• **EXERCISE 1**
Rewrite the records from their start through the line containing "56], [673, 58]]", swapping "Result" for "Output" and changing nothing else. Return only those lines.

• **SELECTED EXTRACT**
Republished from Exberliner

Despite a crack down by social media companies, the QAnon conspiracy theory is not slowing down. This is, as one writer tried to summarise it, “the conspiracy theory that says Trump is a genius.”

But it’s not just about Trump being smart. As one follower of Q explained: “UNICEF takes children and brings them to the elites.” The reporter then asked what the elites do with children. “Eat them,” the bald man says. “Torture them. Drink their blood after torturing them. Have children fight against each other, and the loser is eaten.” Looking rather perplexed, he asks: “Why don’t you know about this?” Indeed! It seems like a hard-to-miss story.

This might sound like a joke, but QAnon is deadly. The Nazi terrorist who murdered nine people in the German city of Hanau one year ago was also talking about underground military bunkers in the United States where children are tortured. If you convince yourself that you are up against a vast conspiracy that harvests adrenochrome from living children, then just any act of violence seems justified.

The QAnon theory is based on Q, a poster on the anonymous discussion board 4chan (later 8chan, later 8kun), a cesspool that served as the petri dish for the alt-right to grow. This supposed government insider (with “Q” clearance) drops information about a cabal of Satan-worshipping pedophiles who control governments and media around the globe. To you or me, Trump might seem like a bungling fool who has been unable to to implement many of his promises. But this is all a clever façade, Q assures readers, in preparation for a coordinated strike against the cabal — “the Storm” or “the Great Awakening.”

As one podcast has explained very thoroughly, Q is not a high-level government employee, but almost certainly a man named Jim Watkins, or at least someone close to him. This is confirmed by Frederick Brennan, who set up 8chan together with Watkins. Q is not even particularly good at lying — he just seems to have found an incomprehensibly gullible audience.

• **RECORD LIST**
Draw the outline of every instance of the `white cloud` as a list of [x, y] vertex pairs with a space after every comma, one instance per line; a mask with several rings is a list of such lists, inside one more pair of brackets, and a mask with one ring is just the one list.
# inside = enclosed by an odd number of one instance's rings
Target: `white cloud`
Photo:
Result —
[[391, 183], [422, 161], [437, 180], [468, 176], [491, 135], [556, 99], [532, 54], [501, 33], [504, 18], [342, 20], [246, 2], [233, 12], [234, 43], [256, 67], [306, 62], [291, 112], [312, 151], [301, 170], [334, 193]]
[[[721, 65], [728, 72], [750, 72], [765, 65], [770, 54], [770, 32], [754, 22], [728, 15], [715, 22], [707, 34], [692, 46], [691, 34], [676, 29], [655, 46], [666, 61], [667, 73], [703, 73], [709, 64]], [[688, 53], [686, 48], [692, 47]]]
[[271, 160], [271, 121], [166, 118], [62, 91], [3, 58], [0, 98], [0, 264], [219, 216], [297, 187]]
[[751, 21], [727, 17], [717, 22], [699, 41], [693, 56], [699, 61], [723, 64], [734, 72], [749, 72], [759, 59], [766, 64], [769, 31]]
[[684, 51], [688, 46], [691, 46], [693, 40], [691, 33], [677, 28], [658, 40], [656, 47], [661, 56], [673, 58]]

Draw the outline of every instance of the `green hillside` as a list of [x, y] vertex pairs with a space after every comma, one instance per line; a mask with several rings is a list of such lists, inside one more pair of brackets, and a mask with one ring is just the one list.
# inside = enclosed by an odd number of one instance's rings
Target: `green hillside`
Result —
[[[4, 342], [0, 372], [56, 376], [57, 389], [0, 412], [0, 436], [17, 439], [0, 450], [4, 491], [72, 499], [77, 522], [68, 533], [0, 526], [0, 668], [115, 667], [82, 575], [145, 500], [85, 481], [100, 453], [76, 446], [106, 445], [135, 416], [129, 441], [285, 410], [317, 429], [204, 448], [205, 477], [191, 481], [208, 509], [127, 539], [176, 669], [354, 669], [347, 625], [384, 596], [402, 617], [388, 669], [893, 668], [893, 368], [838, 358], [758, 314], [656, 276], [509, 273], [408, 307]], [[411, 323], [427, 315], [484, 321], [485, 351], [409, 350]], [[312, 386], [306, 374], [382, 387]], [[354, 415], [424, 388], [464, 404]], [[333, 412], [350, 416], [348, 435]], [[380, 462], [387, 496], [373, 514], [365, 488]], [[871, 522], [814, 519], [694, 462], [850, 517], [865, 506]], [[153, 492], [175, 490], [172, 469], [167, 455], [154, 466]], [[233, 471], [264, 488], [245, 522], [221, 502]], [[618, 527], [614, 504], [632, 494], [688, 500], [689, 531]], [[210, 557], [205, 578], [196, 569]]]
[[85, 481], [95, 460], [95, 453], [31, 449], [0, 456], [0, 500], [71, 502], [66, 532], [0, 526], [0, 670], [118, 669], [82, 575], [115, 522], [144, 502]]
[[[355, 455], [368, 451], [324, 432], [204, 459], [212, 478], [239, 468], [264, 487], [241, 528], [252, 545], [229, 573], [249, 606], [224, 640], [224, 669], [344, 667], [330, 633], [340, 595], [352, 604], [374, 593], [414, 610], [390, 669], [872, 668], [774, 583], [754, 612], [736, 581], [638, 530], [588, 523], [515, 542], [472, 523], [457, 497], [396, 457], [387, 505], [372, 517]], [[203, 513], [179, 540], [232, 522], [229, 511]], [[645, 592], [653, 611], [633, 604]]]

• **EXERCISE 2**
Carry on the piece about the QAnon conspiracy theory from its last sentence.

• **RESULT 1**
Draw the outline of every instance of the `white cloud` as a list of [x, y] vertex pairs with a space after every comma, one instance per line; a mask with several rings is a list of such lists, inside one more pair of brackets, and a mask with one ring is just the one list.
# inside = enclosed by an odd number of one instance's rings
Target: `white cloud`
Photo:
Output —
[[391, 183], [422, 161], [437, 180], [468, 176], [491, 135], [556, 99], [532, 54], [501, 33], [504, 18], [342, 20], [246, 2], [233, 12], [234, 43], [256, 67], [306, 62], [291, 112], [312, 151], [301, 170], [334, 193]]
[[[721, 65], [728, 72], [750, 72], [765, 65], [770, 54], [770, 32], [754, 22], [728, 15], [715, 22], [707, 34], [692, 46], [691, 34], [676, 29], [655, 46], [666, 61], [667, 73], [703, 73], [709, 64]], [[688, 53], [686, 48], [692, 47]]]
[[271, 160], [271, 121], [166, 118], [62, 91], [3, 58], [0, 98], [0, 264], [219, 216], [297, 187]]
[[751, 21], [727, 17], [717, 22], [699, 41], [693, 56], [699, 61], [723, 64], [734, 72], [749, 72], [759, 59], [766, 64], [769, 31]]
[[684, 51], [688, 46], [691, 46], [693, 40], [691, 33], [677, 28], [658, 40], [656, 47], [661, 56], [673, 58]]

• **RESULT 2**
A whole series of predictions, such as the arrest of Hillary Clinton on November 3, 2017, have failed to come true — and yet, as is often the case when prophecies fail, this does not seem to dampen the faith of Q’s followers. In fact, even moves by social media companies to shut down QAnon groups are seen by true believers as proof that “the Storm” is approaching. Q has grown into an omni-conspiracy, encompassing ideas from flat earth to lizard people to more traditional Christian messianism.

Why, in a time when all the knowledge of the ages is available to anyone at the click of a button, are so many people ready to believe such absurd and disturbing nonsense?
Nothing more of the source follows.